*Recorded data*
++++++

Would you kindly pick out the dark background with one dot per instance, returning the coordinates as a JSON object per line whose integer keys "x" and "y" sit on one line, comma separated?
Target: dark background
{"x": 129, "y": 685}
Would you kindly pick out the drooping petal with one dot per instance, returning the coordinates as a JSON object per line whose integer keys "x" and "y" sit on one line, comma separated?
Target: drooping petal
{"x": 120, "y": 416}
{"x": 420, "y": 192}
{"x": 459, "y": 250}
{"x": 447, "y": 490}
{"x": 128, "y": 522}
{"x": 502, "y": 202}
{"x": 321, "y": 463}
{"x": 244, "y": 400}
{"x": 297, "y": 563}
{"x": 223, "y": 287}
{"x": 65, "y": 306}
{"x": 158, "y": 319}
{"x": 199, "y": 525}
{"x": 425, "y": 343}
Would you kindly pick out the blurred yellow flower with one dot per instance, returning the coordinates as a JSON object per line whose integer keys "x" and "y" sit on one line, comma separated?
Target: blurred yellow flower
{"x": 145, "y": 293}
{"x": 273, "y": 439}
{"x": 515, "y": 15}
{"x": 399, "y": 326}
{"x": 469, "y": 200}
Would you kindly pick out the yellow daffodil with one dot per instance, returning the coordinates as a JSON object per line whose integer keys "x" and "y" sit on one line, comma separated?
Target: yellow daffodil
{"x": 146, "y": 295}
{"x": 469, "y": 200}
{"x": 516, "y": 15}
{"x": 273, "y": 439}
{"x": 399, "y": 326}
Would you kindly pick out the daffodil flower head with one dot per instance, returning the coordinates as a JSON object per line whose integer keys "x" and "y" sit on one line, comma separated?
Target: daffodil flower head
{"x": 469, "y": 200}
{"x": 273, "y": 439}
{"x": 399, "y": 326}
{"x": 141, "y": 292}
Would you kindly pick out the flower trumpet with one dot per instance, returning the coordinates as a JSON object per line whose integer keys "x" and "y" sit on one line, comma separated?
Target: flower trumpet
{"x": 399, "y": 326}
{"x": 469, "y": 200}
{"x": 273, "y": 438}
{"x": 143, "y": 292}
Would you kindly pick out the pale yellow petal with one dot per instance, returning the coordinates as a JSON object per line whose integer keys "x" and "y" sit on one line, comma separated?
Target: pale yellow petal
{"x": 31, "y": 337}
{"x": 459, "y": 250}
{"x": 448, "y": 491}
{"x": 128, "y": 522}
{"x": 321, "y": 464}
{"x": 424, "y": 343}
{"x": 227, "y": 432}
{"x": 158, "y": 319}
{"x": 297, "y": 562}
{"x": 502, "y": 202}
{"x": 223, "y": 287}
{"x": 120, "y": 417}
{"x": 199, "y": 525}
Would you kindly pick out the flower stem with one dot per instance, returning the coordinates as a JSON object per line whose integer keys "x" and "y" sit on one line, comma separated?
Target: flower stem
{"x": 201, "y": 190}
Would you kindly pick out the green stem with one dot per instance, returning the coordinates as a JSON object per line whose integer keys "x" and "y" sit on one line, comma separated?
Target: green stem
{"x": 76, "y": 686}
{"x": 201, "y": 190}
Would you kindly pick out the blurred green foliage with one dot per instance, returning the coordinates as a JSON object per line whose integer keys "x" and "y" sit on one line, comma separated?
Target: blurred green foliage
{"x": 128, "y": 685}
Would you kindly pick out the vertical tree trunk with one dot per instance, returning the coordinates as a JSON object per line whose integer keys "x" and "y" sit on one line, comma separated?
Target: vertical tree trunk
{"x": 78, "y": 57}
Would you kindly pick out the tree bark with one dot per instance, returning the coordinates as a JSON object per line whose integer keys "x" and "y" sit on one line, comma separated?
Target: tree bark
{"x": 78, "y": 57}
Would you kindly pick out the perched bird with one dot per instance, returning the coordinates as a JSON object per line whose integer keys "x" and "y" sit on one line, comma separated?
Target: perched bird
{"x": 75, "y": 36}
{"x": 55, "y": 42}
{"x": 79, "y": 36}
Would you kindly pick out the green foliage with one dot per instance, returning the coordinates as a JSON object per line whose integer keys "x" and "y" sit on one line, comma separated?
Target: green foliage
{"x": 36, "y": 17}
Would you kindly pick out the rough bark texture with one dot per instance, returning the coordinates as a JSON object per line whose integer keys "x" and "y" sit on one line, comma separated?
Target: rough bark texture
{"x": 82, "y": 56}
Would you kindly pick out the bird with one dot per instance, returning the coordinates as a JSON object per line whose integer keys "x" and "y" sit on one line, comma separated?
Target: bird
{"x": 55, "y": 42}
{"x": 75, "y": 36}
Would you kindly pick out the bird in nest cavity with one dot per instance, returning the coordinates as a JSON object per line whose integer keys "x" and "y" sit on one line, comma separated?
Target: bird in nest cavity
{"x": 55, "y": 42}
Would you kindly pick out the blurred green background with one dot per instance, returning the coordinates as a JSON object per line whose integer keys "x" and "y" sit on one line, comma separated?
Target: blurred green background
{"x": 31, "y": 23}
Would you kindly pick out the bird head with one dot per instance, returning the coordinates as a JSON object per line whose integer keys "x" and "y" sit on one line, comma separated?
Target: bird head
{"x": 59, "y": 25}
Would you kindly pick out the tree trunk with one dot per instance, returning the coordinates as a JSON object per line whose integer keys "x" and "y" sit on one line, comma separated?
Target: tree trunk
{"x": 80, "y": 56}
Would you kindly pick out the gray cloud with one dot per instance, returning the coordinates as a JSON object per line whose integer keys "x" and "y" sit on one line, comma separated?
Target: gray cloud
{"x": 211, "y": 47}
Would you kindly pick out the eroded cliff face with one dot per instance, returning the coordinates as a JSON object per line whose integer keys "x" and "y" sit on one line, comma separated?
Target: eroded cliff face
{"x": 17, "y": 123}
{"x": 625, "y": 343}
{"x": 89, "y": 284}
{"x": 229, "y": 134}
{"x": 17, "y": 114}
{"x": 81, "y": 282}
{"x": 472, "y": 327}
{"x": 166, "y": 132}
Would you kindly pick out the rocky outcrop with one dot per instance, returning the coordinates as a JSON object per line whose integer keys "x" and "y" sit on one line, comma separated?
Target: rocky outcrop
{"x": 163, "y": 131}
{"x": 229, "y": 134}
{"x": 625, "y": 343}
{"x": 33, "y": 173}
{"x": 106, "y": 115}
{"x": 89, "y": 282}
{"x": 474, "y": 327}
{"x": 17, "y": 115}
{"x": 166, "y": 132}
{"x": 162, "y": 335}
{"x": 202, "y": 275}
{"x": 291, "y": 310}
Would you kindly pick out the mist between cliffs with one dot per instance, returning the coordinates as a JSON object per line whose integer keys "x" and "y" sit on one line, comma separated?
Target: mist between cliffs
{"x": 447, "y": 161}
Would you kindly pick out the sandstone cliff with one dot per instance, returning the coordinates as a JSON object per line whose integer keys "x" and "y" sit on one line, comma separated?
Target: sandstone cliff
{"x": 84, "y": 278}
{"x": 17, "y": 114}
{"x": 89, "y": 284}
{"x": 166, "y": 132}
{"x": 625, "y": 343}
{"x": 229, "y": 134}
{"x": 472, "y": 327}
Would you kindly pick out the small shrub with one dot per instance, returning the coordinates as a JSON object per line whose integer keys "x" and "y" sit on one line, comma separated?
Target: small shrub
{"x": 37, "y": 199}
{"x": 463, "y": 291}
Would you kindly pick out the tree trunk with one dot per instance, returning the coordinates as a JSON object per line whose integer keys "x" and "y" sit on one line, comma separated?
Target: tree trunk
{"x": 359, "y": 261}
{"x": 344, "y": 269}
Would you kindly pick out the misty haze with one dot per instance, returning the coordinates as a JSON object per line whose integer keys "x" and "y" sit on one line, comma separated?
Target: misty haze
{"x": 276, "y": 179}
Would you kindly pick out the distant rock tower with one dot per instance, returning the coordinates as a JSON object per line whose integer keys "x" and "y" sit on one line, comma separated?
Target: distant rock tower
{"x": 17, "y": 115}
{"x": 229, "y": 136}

++++++

*Problem*
Rewrite the whole listing above, substituting "Please mark" for every occurrence of "Would you kindly pick out" and leaving everything else unchanged.

*Answer below*
Please mark the dark background with one dot per instance, returning the coordinates as a JSON object per line whose integer keys "x" and "y" sit on one line, comma separated?
Target: dark background
{"x": 129, "y": 685}
Please mark the drooping petal with one dot per instance, returning the coordinates as a JSON object per line whose integer keys "x" and "y" sit on one line, comma separated?
Target: drooping petal
{"x": 120, "y": 416}
{"x": 420, "y": 192}
{"x": 459, "y": 250}
{"x": 447, "y": 490}
{"x": 128, "y": 522}
{"x": 502, "y": 202}
{"x": 321, "y": 463}
{"x": 244, "y": 400}
{"x": 297, "y": 563}
{"x": 223, "y": 287}
{"x": 65, "y": 306}
{"x": 158, "y": 319}
{"x": 199, "y": 525}
{"x": 425, "y": 343}
Please mark the blurred yellow flower with one dot per instance, returning the coordinates as a JSON object per line whose integer keys "x" and "y" sit on one line, comma separated?
Target: blurred yellow flower
{"x": 145, "y": 293}
{"x": 273, "y": 439}
{"x": 515, "y": 15}
{"x": 399, "y": 326}
{"x": 469, "y": 200}
Please mark the yellow daffodil with one dot per instance, returning the coordinates as a JSON object per line whose integer keys "x" and "y" sit on one line, comma separated?
Target: yellow daffodil
{"x": 146, "y": 295}
{"x": 469, "y": 200}
{"x": 516, "y": 15}
{"x": 273, "y": 439}
{"x": 399, "y": 326}
Please mark the daffodil flower head with one dot per instance, returning the coordinates as a JSON object per line whose integer keys "x" and "y" sit on one line, comma separated?
Target: daffodil flower head
{"x": 469, "y": 200}
{"x": 273, "y": 439}
{"x": 399, "y": 326}
{"x": 141, "y": 292}
Please mark the flower trumpet with one dot per instance, returning the coordinates as a JSON object per line whose integer keys "x" and "y" sit on one line, comma separated?
Target: flower trumpet
{"x": 399, "y": 326}
{"x": 469, "y": 200}
{"x": 273, "y": 438}
{"x": 143, "y": 292}
Please mark the pale yellow petal with one dot per instance, returning the coordinates as a JSON object per line whose integer keys "x" and "y" sit on one line, comma separated?
Target: pale yellow petal
{"x": 31, "y": 337}
{"x": 459, "y": 250}
{"x": 448, "y": 491}
{"x": 128, "y": 522}
{"x": 321, "y": 464}
{"x": 424, "y": 343}
{"x": 227, "y": 432}
{"x": 158, "y": 319}
{"x": 297, "y": 562}
{"x": 502, "y": 202}
{"x": 223, "y": 287}
{"x": 120, "y": 417}
{"x": 199, "y": 525}
Please mark the flower stem with one dot per instance, returning the coordinates as a JSON object per line whose integer keys "x" and "y" sit on one line, comma separated?
Target: flower stem
{"x": 201, "y": 190}
Please mark the green stem with one dot per instance, returning the coordinates as a JSON object per line whose integer keys "x" and "y" sit on one line, comma separated?
Target: green stem
{"x": 76, "y": 686}
{"x": 201, "y": 190}
Please mark the blurred green foliage with one dot per instance, returning the coordinates as a JSON object per line whose integer keys "x" and "y" sit on one line, comma separated?
Target: blurred green foliage
{"x": 128, "y": 685}
Please mark the vertical tree trunk with one dot per instance, returning the coordinates as a JSON object per line whose integer keys "x" and "y" sit on one line, comma separated?
Target: vertical tree trunk
{"x": 78, "y": 57}
Please mark the tree bark with one dot per instance, returning the coordinates as a JSON object per line whose integer keys "x" and "y" sit on one line, comma separated?
Target: tree bark
{"x": 78, "y": 57}
Please mark the perched bird with one dot per instance, returning the coordinates as a JSON object per line whose integer keys "x" and "y" sit on one line, comma separated?
Target: perched bird
{"x": 75, "y": 36}
{"x": 55, "y": 42}
{"x": 79, "y": 36}
Please mark the green foliage with one dot per instance, returning the coordinates as a JSON object per line whose integer keys "x" and "y" sit on one line, comma separated?
Target: green foliage
{"x": 36, "y": 17}
Please mark the rough bark texture with one dot per instance, returning the coordinates as a JSON object per line whose integer keys "x" and "y" sit on one line, comma separated?
Target: rough bark texture
{"x": 82, "y": 56}
Please mark the bird with one dot per instance, returning the coordinates as a JSON object per line whose integer keys "x" and "y" sit on one line, comma separated?
Target: bird
{"x": 55, "y": 42}
{"x": 75, "y": 36}
Please mark the bird in nest cavity with one dot per instance, returning the coordinates as a JSON object per line whose integer keys "x" and "y" sit on one line, comma separated?
Target: bird in nest cavity
{"x": 55, "y": 42}
Please mark the blurred green background with one dot per instance, returning the coordinates as a JSON object per line whose integer keys "x" and "y" sit on one line, comma separated?
Target: blurred green background
{"x": 31, "y": 23}
Please mark the bird head with one dot per instance, returning the coordinates as a JSON object per line whose integer keys "x" and "y" sit on one line, comma separated?
Target: bird head
{"x": 59, "y": 25}
Please mark the tree trunk with one dot per instance, returning the coordinates as a JSON object per line whose integer keys "x" and "y" sit on one line, comma separated?
Target: tree trunk
{"x": 80, "y": 56}
Please mark the gray cloud with one dot per instance, returning the coordinates as a JSON object per line whose integer keys "x" and "y" sit on one line, comma separated?
Target: gray cloud
{"x": 211, "y": 47}
Please mark the eroded cliff face with one dot per instance, returning the coordinates as a JSON object per line whose integer keys "x" and "y" sit on one line, comma separated?
Target: eroded cliff face
{"x": 17, "y": 123}
{"x": 625, "y": 343}
{"x": 89, "y": 284}
{"x": 229, "y": 134}
{"x": 17, "y": 114}
{"x": 81, "y": 282}
{"x": 472, "y": 327}
{"x": 166, "y": 132}
Please mark the rocky outcrop with one dot per instance, returning the coordinates as a JSON object per line whose integer keys "x" and "y" sit on one line, comma separated?
Target: rocky outcrop
{"x": 163, "y": 131}
{"x": 229, "y": 134}
{"x": 625, "y": 343}
{"x": 33, "y": 173}
{"x": 106, "y": 115}
{"x": 89, "y": 282}
{"x": 474, "y": 327}
{"x": 17, "y": 115}
{"x": 166, "y": 132}
{"x": 162, "y": 335}
{"x": 202, "y": 275}
{"x": 291, "y": 310}
Please mark the mist between cliffs with one dot per instance, returning the coordinates as a JSON object per line whose integer keys "x" and "y" sit on one line, comma separated?
Target: mist between cliffs
{"x": 447, "y": 161}
Please mark the sandstone cliff with one dot per instance, returning the coordinates as a JSON object per line whose integer keys "x" and "y" sit on one line, comma separated?
Target: sandstone cliff
{"x": 84, "y": 278}
{"x": 17, "y": 114}
{"x": 89, "y": 284}
{"x": 166, "y": 132}
{"x": 625, "y": 343}
{"x": 229, "y": 134}
{"x": 472, "y": 327}
Please mark the small shrub with one dot per instance, returning the coordinates as a JSON object per line whose integer keys "x" and "y" sit on one line, comma separated?
Target: small shrub
{"x": 37, "y": 199}
{"x": 463, "y": 291}
Please mark the tree trunk with one dot per instance, returning the coordinates as a JSON object per line whose integer keys "x" and "y" sit on one line, comma separated?
Target: tree trunk
{"x": 359, "y": 261}
{"x": 344, "y": 269}
Please mark the misty haze with one dot per instance, returning the coordinates as a JSON object per line whose integer keys "x" and "y" sit on one line, comma separated?
Target: misty haze
{"x": 276, "y": 179}
Please mark the distant rock tower with one dot per instance, returning the coordinates as a JSON object per line whose integer keys "x" and "y" sit on one line, comma separated?
Target: distant rock tower
{"x": 17, "y": 115}
{"x": 229, "y": 136}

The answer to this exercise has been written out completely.